__PASSAGE FOR REVIEW__.
=====

Have you ever wondered how some runners/athletes can push themselves through the point of wanting desperately to stop?  This has always been my big question after finishing a race and not achieving a time goal.  Yes, we celebrate finishing and our ability to run the distance, but we look back and can’t help but ask “Why did I slow down/walk back there when I told myself I wouldn’t ?”  Another question:  “How do I get mentally tough to over come that urge to stop?”  

The following quote by Sarah Bowen Shea “Run Like a Mother: How to Get Moving and Not Lose Your Family, Job, or Sanity” might not be your solution but it’s something to ponder while preparing for that next big race.

“Mental Toughness – Go Get It!” “… if your body never knows what it feels like to go longer, harder, or faster, your mind will never trust that it can.  And the only way you can force your mind to believe it is by crossing your own fence, too.  You don’t have to gun it for 26.2 miles, but you do have to push it for a set period of time.  How long depends on your fitness level, but here’s a guideline:  Go long enough so you’re super uncomfortable and every fiber of you is screaming at your brain to tell your body to slow down,  Then go at least a minute or 5 longer.

=====

__Collected data entries__.
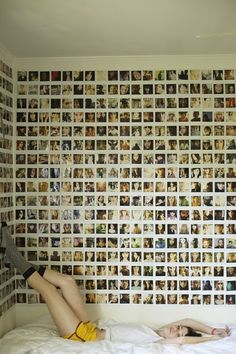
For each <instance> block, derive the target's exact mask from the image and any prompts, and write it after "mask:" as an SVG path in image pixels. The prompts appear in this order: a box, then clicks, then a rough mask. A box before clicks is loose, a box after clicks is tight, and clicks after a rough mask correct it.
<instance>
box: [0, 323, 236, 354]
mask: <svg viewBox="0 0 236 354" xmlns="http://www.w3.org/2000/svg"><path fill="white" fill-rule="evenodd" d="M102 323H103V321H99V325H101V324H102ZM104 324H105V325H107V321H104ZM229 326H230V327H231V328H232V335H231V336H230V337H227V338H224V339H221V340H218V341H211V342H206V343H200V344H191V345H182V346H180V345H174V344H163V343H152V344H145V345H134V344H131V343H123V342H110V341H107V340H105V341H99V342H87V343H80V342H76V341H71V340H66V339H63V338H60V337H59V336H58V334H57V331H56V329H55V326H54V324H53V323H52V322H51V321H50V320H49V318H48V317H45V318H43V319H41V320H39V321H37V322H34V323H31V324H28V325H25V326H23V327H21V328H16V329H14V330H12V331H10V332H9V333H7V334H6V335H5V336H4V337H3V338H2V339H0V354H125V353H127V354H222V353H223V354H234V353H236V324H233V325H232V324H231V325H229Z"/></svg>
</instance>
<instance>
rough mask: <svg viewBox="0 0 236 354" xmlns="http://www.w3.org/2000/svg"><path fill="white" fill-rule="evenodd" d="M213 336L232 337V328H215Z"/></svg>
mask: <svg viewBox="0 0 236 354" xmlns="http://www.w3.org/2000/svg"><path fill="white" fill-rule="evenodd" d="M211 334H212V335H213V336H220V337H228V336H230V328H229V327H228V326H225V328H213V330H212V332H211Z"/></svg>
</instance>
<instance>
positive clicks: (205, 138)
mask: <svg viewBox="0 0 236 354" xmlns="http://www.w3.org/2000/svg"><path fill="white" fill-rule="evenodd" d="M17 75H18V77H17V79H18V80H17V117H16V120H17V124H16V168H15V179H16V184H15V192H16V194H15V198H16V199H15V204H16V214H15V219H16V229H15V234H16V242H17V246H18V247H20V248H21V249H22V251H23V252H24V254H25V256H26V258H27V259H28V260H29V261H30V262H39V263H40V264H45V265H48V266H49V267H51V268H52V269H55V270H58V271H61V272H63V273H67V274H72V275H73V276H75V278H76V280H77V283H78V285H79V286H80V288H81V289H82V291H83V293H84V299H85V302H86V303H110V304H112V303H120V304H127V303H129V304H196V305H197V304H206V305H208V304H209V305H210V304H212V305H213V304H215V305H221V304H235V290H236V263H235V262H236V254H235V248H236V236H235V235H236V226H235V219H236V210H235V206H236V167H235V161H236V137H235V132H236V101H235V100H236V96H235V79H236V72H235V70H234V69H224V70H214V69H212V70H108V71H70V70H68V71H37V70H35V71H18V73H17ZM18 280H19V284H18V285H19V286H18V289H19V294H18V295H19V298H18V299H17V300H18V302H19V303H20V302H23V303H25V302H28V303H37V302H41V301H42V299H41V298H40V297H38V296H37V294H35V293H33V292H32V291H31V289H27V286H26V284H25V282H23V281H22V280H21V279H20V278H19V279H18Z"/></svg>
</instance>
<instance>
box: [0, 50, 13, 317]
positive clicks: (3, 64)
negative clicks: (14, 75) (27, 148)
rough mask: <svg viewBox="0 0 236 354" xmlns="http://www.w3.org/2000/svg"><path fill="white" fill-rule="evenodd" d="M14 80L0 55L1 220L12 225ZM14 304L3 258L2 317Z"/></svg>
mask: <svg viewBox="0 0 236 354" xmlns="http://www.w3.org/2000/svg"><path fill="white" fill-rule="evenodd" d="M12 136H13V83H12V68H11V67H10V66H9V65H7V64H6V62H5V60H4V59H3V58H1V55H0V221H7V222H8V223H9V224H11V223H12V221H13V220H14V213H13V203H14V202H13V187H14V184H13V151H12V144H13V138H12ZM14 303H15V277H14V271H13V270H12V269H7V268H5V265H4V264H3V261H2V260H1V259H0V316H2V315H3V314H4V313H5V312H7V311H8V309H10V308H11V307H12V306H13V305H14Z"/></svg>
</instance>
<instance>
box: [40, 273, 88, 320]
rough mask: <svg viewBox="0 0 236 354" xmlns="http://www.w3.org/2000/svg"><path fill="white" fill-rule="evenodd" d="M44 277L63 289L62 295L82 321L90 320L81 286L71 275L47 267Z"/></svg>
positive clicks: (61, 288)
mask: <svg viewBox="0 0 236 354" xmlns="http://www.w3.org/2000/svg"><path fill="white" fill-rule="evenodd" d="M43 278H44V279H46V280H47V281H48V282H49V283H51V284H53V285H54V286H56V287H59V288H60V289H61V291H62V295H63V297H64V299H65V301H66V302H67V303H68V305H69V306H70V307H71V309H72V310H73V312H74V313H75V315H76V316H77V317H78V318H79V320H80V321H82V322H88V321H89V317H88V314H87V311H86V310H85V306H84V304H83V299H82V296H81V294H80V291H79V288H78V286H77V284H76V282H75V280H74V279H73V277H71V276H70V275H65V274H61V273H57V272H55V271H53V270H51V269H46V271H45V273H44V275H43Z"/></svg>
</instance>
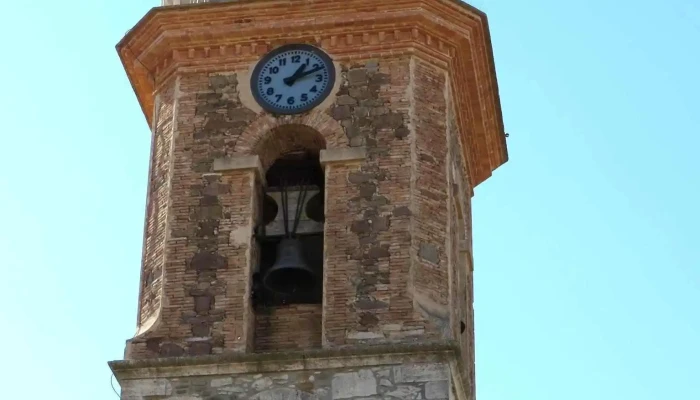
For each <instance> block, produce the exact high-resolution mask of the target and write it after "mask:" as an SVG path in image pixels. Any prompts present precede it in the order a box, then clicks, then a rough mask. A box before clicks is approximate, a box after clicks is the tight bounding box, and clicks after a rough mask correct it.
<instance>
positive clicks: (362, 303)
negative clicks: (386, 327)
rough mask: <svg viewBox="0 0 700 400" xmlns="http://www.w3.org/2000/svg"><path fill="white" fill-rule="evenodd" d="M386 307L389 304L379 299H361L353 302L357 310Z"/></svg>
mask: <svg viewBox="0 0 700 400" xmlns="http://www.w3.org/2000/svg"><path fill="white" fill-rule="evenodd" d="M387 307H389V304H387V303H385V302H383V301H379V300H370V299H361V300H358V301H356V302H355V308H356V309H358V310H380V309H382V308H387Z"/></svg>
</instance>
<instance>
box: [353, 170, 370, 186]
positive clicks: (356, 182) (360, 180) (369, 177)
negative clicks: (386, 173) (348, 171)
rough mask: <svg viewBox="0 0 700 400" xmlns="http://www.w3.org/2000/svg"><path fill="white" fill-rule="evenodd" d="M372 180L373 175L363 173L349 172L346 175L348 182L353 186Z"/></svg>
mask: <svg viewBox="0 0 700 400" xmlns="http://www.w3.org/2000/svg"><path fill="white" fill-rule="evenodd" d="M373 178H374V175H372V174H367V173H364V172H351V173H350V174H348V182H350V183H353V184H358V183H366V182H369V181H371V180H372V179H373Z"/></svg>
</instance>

=====

Please answer from the running passage: once every fiber is screaming to slow down, how much longer does its guideline say to keep going?

At least a minute or 5 longer.